== Segment start ==
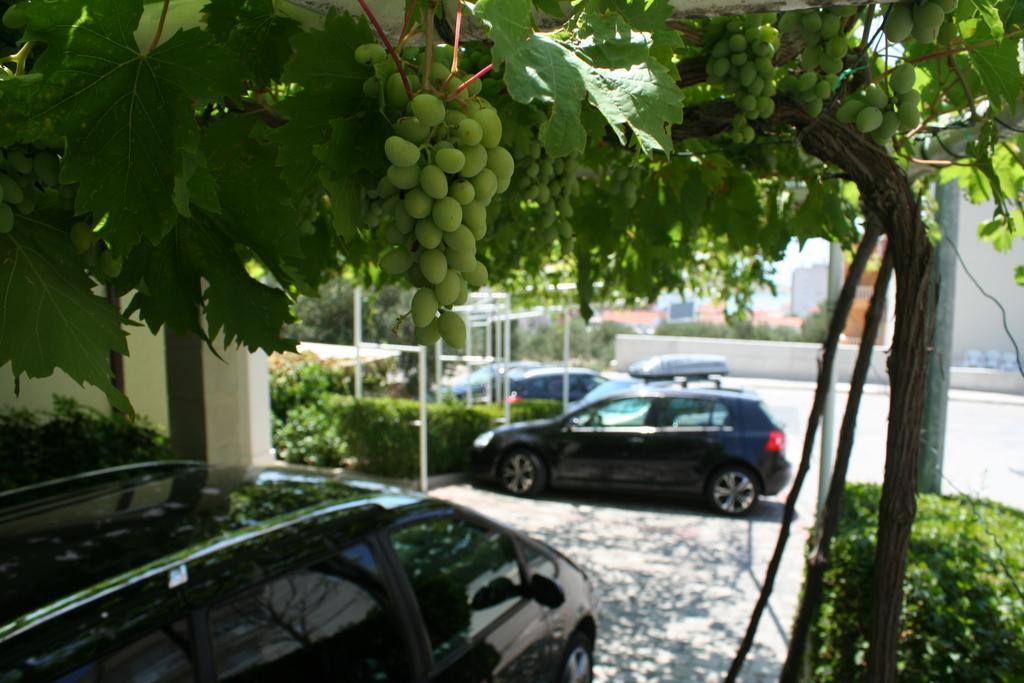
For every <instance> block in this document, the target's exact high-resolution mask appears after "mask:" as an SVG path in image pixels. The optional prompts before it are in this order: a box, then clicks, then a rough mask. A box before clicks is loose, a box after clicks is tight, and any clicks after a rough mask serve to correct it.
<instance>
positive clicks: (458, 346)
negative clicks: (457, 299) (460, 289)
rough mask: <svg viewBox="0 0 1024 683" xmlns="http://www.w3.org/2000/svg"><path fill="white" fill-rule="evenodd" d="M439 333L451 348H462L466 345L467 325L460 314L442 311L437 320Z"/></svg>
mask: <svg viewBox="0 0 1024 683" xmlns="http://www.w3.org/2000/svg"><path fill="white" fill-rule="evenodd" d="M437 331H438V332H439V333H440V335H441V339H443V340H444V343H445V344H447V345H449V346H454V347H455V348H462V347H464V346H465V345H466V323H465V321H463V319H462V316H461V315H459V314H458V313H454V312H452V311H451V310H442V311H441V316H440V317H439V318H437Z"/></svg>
== Segment end ==
- Assignment -
Reproduce the lines of these records with every instance of "rough mask" changed to "coarse mask" and nothing else altered. Omit the pictures from your output.

- Answer to the exercise -
For every <instance> block in this document, the target's exact high-resolution mask appears after "mask:" as an SVG path in image pixels. The optional prompts before it are in this order: a box, then clicks, then a coarse mask. A box before clicks is loose, a box after clicks is tight, and any clicks after a coarse mask serve to correct it.
<instance>
positive clicks: (458, 346)
negative clicks: (457, 299) (460, 289)
coarse mask: <svg viewBox="0 0 1024 683" xmlns="http://www.w3.org/2000/svg"><path fill="white" fill-rule="evenodd" d="M439 333L451 348H462L466 345L467 325L460 314L442 311L437 320Z"/></svg>
mask: <svg viewBox="0 0 1024 683" xmlns="http://www.w3.org/2000/svg"><path fill="white" fill-rule="evenodd" d="M437 331H438V332H439V333H440V335H441V339H443V340H444V343H445V344H447V345H449V346H454V347H455V348H462V347H464V346H465V345H466V323H465V321H463V319H462V316H461V315H459V314H458V313H454V312H452V311H451V310H442V311H441V316H440V317H439V318H437Z"/></svg>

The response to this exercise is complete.